◆ **REQUEST**
Put all of the items below into one numbered list, with each line as its own entry and the blank lines skipped.

◆ **SUPPLIED RECORDS**
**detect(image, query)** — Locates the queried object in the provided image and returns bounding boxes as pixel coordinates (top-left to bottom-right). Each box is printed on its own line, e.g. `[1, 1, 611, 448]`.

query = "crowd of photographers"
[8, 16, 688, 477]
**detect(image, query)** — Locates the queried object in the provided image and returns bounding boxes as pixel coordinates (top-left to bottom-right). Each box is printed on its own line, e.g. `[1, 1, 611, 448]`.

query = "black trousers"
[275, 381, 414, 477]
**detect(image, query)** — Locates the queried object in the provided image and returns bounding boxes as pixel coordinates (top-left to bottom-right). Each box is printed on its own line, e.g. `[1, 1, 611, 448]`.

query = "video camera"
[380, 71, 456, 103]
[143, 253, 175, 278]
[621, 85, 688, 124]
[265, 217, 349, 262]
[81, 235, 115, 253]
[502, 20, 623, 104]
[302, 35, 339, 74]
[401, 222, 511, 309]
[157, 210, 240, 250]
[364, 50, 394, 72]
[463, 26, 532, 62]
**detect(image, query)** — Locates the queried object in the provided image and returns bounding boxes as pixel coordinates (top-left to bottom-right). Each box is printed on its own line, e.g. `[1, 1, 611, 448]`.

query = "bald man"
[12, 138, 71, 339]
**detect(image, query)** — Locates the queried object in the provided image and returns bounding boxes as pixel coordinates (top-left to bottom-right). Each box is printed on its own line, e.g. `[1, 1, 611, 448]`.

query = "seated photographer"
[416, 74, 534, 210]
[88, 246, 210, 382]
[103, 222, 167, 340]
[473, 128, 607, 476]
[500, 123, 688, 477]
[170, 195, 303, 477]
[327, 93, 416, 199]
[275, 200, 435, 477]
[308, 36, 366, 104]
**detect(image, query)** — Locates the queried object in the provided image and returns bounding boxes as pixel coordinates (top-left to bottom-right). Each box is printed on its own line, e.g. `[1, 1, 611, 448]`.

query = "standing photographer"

◆ **RESPONSE FOR THIS EXERCISE**
1. **detect(image, query)** — Locates the queried object in the provided image and returns bounding boxes as pixel coordinates (top-left to bottom-right). Each box is printed on its own line, e.g. `[1, 1, 611, 448]`.
2. query = "crowd of photographers"
3. [8, 16, 688, 477]
4. **detect(image, query)** — Locates the queried object in the provided image and returns bounding boxes as pixel coordinates (top-left to bottom-right). Each box is printed on its own line, e.g. `[1, 1, 611, 448]`.
5. query = "black trousers"
6. [275, 381, 414, 477]
7. **detect(image, query)** — Locates the queried object in the provided image and returns bounding boxes as pixel coordinates (top-left to bottom-right). Each box is printed on its own line, e.g. `[1, 1, 611, 448]`.
8. query = "video camera"
9. [380, 71, 456, 103]
10. [143, 253, 175, 278]
11. [621, 85, 688, 124]
12. [265, 217, 349, 262]
13. [81, 235, 115, 253]
14. [502, 20, 623, 104]
15. [302, 35, 339, 74]
16. [401, 222, 511, 309]
17. [157, 210, 240, 250]
18. [364, 50, 394, 72]
19. [463, 26, 532, 62]
20. **detect(image, query)** — Locates the queried object in the provided image and returns bounding boxes as pixel coordinates (top-left to bottom-right). Each box is printed on its own line, e.g. `[1, 1, 611, 448]`.
21. query = "bald man"
22. [12, 138, 71, 339]
23. **detect(image, query)** — Locates the queried object in the provided image and returns bounding boxes as pixel coordinates (top-left to bottom-right). Each box is printed on its own line, e.g. `[1, 1, 611, 448]`.
24. query = "seated photographer"
25. [416, 74, 534, 210]
26. [88, 246, 210, 382]
27. [103, 222, 167, 340]
28. [473, 128, 607, 476]
29. [500, 123, 688, 477]
30. [170, 195, 303, 477]
31. [327, 93, 416, 199]
32. [275, 200, 435, 477]
33. [308, 36, 366, 104]
34. **detect(image, query)** — Locates the queried object in the provided image and returns bounding boxes as pixel coordinates (top-left to bottom-right). Each box is printed on its own line, e.g. `[1, 1, 611, 448]`.
35. query = "standing photographer"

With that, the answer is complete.